Image-grounded pointing data

+ + + + +

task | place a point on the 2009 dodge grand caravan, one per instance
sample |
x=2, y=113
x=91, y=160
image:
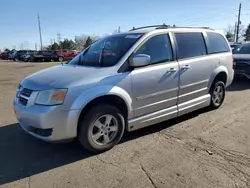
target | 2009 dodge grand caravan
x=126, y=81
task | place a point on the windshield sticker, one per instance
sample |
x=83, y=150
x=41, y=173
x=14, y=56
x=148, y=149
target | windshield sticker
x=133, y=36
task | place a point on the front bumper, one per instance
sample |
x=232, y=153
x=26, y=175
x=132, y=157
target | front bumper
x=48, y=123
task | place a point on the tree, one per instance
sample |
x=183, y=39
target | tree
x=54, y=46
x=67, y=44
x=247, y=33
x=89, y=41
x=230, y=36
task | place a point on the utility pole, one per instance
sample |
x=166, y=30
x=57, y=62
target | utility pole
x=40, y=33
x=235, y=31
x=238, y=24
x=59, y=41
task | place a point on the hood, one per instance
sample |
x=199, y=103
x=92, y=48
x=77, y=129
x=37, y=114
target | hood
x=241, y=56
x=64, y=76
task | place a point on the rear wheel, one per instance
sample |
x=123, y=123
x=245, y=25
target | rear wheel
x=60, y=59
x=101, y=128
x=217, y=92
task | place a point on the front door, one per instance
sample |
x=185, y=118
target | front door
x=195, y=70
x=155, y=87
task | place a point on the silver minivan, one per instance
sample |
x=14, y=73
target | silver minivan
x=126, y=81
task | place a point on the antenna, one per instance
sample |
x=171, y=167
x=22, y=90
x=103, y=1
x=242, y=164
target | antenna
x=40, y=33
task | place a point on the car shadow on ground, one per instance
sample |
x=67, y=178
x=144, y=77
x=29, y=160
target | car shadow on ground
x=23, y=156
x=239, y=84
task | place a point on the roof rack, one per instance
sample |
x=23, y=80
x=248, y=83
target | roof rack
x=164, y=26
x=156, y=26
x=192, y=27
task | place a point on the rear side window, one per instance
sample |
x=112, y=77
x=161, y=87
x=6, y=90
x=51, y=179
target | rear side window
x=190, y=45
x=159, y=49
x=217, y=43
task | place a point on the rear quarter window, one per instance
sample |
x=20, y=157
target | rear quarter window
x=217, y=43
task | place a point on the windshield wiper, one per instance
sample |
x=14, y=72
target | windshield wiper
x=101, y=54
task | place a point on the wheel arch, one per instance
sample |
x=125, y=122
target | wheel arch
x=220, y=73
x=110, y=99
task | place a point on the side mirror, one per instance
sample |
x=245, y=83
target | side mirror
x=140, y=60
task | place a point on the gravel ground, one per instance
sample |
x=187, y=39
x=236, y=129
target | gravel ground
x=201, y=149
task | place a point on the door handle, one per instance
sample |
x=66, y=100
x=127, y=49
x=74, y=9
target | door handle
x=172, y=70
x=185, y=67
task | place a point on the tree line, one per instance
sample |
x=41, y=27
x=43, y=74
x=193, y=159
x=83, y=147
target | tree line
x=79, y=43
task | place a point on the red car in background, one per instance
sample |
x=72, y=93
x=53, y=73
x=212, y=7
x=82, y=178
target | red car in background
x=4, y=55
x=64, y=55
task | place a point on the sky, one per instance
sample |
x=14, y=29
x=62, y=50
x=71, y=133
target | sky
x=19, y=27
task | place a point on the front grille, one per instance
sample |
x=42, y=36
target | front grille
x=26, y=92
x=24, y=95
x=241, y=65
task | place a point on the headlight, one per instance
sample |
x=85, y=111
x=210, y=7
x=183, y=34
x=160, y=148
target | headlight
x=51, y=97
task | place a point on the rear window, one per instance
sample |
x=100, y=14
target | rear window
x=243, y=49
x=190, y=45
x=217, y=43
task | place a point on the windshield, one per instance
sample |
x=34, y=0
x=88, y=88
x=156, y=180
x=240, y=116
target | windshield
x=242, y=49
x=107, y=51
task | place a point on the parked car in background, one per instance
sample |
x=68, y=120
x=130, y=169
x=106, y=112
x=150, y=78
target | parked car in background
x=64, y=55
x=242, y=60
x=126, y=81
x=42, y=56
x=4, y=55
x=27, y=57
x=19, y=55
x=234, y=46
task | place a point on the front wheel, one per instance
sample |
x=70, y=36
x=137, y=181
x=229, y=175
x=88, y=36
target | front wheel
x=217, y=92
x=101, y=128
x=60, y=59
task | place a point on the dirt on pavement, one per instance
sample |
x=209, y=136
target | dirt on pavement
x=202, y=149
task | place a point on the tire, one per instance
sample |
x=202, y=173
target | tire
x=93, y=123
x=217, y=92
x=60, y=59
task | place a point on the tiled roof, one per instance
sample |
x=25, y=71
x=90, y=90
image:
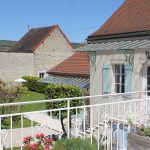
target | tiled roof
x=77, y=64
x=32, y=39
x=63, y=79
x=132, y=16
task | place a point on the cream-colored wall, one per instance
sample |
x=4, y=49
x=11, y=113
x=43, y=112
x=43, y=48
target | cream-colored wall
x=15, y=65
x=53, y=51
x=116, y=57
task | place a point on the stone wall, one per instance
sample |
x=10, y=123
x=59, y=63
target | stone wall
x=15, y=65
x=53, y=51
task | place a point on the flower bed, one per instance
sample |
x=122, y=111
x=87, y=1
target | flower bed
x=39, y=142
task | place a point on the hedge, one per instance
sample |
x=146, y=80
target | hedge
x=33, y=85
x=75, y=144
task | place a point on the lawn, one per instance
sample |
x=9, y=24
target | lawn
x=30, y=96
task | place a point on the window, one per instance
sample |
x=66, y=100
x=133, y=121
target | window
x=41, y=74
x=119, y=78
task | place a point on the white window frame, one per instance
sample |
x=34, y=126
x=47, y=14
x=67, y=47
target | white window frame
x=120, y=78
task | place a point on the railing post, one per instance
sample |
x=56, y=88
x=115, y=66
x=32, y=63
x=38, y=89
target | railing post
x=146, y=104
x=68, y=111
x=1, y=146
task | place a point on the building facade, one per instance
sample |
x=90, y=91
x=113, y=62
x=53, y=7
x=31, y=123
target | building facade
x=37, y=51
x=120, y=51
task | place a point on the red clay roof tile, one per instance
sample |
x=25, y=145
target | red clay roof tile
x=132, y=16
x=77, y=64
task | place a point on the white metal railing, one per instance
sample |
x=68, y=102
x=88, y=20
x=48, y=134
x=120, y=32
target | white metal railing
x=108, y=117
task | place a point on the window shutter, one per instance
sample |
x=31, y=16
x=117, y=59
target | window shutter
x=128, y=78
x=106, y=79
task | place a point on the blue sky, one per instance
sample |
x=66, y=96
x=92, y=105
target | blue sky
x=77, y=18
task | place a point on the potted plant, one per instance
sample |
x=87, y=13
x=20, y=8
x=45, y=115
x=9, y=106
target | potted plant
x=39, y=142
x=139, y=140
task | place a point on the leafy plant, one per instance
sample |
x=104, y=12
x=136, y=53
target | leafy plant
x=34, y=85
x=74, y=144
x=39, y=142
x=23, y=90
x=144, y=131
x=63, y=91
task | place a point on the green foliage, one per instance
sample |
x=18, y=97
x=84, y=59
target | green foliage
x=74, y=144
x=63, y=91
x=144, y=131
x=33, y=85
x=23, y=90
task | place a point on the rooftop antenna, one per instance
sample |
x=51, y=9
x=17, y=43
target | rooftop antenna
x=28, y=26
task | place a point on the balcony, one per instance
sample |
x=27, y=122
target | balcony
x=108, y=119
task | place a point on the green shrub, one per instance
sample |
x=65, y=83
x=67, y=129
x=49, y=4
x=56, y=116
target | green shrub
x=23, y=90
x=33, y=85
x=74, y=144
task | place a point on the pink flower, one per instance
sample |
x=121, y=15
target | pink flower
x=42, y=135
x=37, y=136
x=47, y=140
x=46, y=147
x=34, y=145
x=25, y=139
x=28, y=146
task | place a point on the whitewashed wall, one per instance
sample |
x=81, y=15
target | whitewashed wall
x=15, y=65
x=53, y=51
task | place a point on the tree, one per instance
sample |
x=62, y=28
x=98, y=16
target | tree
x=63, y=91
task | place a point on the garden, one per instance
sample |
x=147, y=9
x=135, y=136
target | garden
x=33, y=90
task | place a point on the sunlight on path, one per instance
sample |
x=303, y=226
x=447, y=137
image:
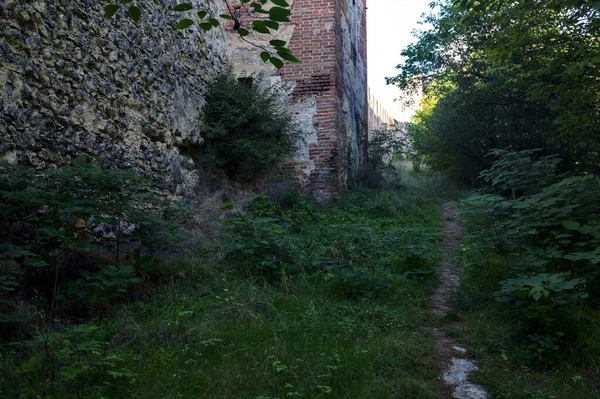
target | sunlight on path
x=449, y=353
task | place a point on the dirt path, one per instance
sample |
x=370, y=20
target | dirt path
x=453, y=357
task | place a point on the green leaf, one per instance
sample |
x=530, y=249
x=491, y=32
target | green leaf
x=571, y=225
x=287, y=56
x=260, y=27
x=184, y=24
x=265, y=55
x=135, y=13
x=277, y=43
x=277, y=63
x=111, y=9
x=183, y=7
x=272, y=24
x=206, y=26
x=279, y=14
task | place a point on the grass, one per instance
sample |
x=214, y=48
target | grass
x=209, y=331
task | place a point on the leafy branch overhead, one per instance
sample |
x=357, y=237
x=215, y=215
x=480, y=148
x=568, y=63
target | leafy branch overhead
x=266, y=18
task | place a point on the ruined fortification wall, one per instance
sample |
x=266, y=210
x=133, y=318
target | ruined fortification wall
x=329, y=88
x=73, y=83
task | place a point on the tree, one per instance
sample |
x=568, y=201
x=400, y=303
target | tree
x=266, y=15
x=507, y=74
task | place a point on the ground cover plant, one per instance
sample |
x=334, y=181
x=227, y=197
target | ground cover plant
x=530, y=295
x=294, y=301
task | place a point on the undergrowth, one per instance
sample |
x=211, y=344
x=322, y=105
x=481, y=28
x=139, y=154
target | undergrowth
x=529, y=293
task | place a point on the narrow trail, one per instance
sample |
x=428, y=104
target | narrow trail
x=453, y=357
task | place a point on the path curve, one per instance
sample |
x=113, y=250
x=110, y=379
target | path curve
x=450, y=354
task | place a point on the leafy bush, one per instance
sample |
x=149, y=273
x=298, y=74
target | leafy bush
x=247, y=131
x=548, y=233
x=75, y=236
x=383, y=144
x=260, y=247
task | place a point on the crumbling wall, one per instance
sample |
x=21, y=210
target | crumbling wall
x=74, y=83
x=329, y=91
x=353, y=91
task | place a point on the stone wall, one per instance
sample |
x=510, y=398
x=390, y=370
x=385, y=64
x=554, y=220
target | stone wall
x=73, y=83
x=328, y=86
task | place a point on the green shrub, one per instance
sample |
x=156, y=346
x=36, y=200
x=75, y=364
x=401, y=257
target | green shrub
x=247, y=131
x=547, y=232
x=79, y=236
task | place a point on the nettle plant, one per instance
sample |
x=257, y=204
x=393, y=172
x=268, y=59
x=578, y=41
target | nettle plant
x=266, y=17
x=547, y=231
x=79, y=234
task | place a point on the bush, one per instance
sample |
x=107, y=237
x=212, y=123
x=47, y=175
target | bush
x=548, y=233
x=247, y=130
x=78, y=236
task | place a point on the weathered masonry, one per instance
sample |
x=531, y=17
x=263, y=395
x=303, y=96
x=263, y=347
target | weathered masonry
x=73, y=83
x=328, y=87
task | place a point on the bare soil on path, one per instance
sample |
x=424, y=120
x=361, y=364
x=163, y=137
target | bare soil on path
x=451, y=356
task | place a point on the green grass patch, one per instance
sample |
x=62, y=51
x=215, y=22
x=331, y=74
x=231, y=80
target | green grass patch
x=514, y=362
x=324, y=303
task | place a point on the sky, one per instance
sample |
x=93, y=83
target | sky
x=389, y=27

+ + + + +

● **Problem to solve**
Set down, exactly as they appear, the line holding "x=331, y=74" and every line after it until the records end.

● **Task solution**
x=331, y=74
x=231, y=80
target | green grass patch
x=514, y=362
x=324, y=303
task | place a point on the sky, one per instance
sample |
x=93, y=83
target | sky
x=389, y=27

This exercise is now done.